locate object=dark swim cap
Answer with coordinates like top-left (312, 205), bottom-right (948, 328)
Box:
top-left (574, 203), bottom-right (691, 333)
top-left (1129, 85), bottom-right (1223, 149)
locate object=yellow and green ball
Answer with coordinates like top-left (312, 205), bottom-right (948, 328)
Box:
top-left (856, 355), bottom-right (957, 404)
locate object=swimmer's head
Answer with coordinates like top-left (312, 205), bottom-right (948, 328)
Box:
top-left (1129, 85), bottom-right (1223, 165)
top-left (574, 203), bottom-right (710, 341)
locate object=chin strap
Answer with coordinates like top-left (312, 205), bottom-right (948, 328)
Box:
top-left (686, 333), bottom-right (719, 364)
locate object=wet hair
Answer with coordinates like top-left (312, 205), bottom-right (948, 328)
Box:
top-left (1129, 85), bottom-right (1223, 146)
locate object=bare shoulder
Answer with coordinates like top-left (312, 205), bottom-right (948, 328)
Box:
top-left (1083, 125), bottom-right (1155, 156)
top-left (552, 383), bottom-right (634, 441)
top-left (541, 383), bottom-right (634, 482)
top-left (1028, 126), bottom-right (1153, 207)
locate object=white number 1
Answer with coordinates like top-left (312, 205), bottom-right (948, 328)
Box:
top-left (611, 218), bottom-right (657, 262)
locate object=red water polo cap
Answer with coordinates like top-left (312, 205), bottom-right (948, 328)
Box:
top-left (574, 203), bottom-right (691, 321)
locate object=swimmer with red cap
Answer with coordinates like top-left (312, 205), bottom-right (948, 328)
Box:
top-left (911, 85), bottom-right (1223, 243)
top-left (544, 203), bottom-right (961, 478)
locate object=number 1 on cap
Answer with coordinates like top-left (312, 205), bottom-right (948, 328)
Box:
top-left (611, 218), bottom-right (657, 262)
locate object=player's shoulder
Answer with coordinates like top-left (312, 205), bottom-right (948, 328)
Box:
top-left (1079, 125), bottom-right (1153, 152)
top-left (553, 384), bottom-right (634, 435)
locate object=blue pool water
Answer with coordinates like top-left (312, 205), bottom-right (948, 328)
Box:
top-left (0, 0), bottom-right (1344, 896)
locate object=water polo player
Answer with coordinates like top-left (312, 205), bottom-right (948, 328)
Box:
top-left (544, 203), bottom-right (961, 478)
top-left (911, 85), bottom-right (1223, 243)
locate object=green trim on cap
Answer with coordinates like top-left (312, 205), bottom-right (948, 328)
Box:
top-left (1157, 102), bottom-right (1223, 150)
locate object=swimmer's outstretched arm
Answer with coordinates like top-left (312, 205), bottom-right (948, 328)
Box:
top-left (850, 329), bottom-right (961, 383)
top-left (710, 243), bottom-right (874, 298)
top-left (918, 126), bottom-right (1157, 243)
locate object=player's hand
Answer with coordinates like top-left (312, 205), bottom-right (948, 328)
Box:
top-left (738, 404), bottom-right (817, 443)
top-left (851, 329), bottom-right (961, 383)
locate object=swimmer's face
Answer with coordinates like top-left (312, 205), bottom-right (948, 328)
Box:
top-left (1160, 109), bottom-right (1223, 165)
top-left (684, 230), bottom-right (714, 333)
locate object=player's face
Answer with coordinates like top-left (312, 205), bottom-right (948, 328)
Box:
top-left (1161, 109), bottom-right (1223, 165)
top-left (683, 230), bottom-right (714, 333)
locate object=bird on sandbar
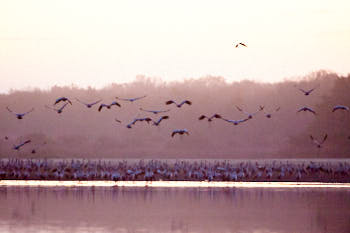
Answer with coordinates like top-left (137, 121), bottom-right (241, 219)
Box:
top-left (6, 106), bottom-right (34, 120)
top-left (171, 129), bottom-right (190, 137)
top-left (13, 140), bottom-right (31, 151)
top-left (140, 108), bottom-right (170, 114)
top-left (297, 107), bottom-right (316, 115)
top-left (75, 98), bottom-right (102, 108)
top-left (198, 113), bottom-right (222, 122)
top-left (53, 97), bottom-right (72, 105)
top-left (115, 95), bottom-right (147, 102)
top-left (165, 100), bottom-right (192, 108)
top-left (45, 103), bottom-right (68, 114)
top-left (332, 105), bottom-right (349, 112)
top-left (310, 134), bottom-right (328, 148)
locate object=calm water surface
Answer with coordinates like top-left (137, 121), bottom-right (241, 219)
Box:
top-left (0, 187), bottom-right (350, 233)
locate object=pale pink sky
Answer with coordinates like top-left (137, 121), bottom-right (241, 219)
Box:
top-left (0, 0), bottom-right (350, 92)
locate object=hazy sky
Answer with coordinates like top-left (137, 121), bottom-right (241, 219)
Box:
top-left (0, 0), bottom-right (350, 92)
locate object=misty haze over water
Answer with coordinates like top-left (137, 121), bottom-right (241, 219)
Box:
top-left (0, 71), bottom-right (350, 159)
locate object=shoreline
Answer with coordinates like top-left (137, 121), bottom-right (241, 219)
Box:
top-left (0, 180), bottom-right (350, 189)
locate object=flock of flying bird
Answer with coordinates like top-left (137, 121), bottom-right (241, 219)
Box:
top-left (5, 83), bottom-right (350, 153)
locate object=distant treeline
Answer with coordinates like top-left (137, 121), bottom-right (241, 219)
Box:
top-left (0, 71), bottom-right (350, 159)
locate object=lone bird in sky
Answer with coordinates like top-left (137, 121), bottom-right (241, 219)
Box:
top-left (310, 134), bottom-right (328, 148)
top-left (236, 106), bottom-right (264, 119)
top-left (45, 103), bottom-right (68, 114)
top-left (115, 95), bottom-right (147, 102)
top-left (171, 129), bottom-right (190, 137)
top-left (260, 106), bottom-right (281, 118)
top-left (165, 100), bottom-right (192, 108)
top-left (220, 117), bottom-right (251, 125)
top-left (75, 98), bottom-right (102, 108)
top-left (53, 97), bottom-right (72, 105)
top-left (140, 108), bottom-right (170, 114)
top-left (298, 85), bottom-right (319, 96)
top-left (13, 140), bottom-right (31, 151)
top-left (126, 117), bottom-right (152, 129)
top-left (298, 107), bottom-right (316, 115)
top-left (332, 105), bottom-right (349, 112)
top-left (153, 116), bottom-right (169, 126)
top-left (198, 113), bottom-right (221, 122)
top-left (6, 106), bottom-right (34, 120)
top-left (98, 101), bottom-right (121, 112)
top-left (235, 42), bottom-right (248, 48)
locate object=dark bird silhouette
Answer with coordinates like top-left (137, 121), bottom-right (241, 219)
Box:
top-left (165, 100), bottom-right (192, 108)
top-left (236, 106), bottom-right (264, 119)
top-left (332, 105), bottom-right (349, 112)
top-left (235, 42), bottom-right (248, 48)
top-left (198, 113), bottom-right (221, 122)
top-left (171, 129), bottom-right (190, 137)
top-left (153, 116), bottom-right (169, 126)
top-left (260, 106), bottom-right (281, 118)
top-left (126, 117), bottom-right (152, 129)
top-left (298, 107), bottom-right (316, 115)
top-left (98, 101), bottom-right (121, 112)
top-left (115, 95), bottom-right (147, 102)
top-left (13, 140), bottom-right (31, 151)
top-left (6, 106), bottom-right (34, 120)
top-left (310, 134), bottom-right (328, 148)
top-left (53, 97), bottom-right (72, 105)
top-left (75, 98), bottom-right (102, 108)
top-left (295, 85), bottom-right (319, 96)
top-left (45, 103), bottom-right (68, 114)
top-left (220, 117), bottom-right (251, 125)
top-left (140, 108), bottom-right (170, 114)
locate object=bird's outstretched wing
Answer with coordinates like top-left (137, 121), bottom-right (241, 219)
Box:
top-left (236, 105), bottom-right (243, 112)
top-left (165, 100), bottom-right (177, 105)
top-left (6, 106), bottom-right (13, 113)
top-left (75, 98), bottom-right (88, 105)
top-left (59, 103), bottom-right (68, 111)
top-left (179, 100), bottom-right (192, 106)
top-left (90, 100), bottom-right (102, 105)
top-left (98, 104), bottom-right (108, 112)
top-left (109, 101), bottom-right (121, 107)
top-left (198, 115), bottom-right (208, 121)
top-left (321, 134), bottom-right (328, 144)
top-left (23, 108), bottom-right (34, 115)
top-left (45, 105), bottom-right (57, 111)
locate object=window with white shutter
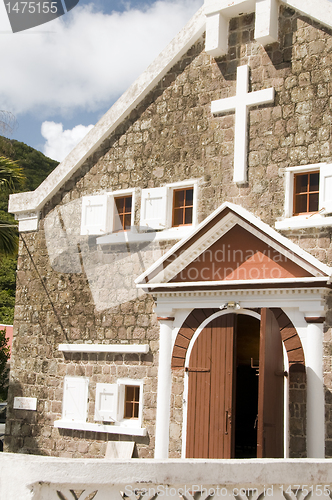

----

Update the lines between the one holding "locate object=number 1 on cap" and the one holding "top-left (851, 329), bottom-right (961, 383)", inclusive, so that "player's" becomes "athlete's" and everything else stays the same.

locate object=number 1 on cap
Answer with coordinates like top-left (312, 205), bottom-right (948, 328)
Box:
top-left (611, 218), bottom-right (657, 262)
locate object=athlete's shoulder
Answer with coordinates like top-left (312, 205), bottom-right (948, 328)
Box:
top-left (1079, 125), bottom-right (1153, 152)
top-left (553, 384), bottom-right (634, 435)
locate object=blue pool water
Answer with coordinates like top-left (312, 205), bottom-right (948, 328)
Box:
top-left (0, 0), bottom-right (1344, 896)
locate object=water polo player
Answer with coordinates like top-left (312, 205), bottom-right (948, 328)
Box:
top-left (544, 203), bottom-right (961, 478)
top-left (911, 85), bottom-right (1223, 243)
locate object=green trim on cap
Answer with coordinates like top-left (312, 205), bottom-right (948, 328)
Box:
top-left (1157, 102), bottom-right (1223, 150)
locate object=swimmer's outstretched arm
Answer with coordinates like top-left (312, 205), bottom-right (948, 328)
Box:
top-left (850, 329), bottom-right (961, 383)
top-left (710, 243), bottom-right (874, 298)
top-left (918, 126), bottom-right (1157, 243)
locate object=athlete's hand
Answer with coordinates like top-left (312, 205), bottom-right (948, 328)
Box:
top-left (738, 404), bottom-right (817, 443)
top-left (851, 329), bottom-right (961, 383)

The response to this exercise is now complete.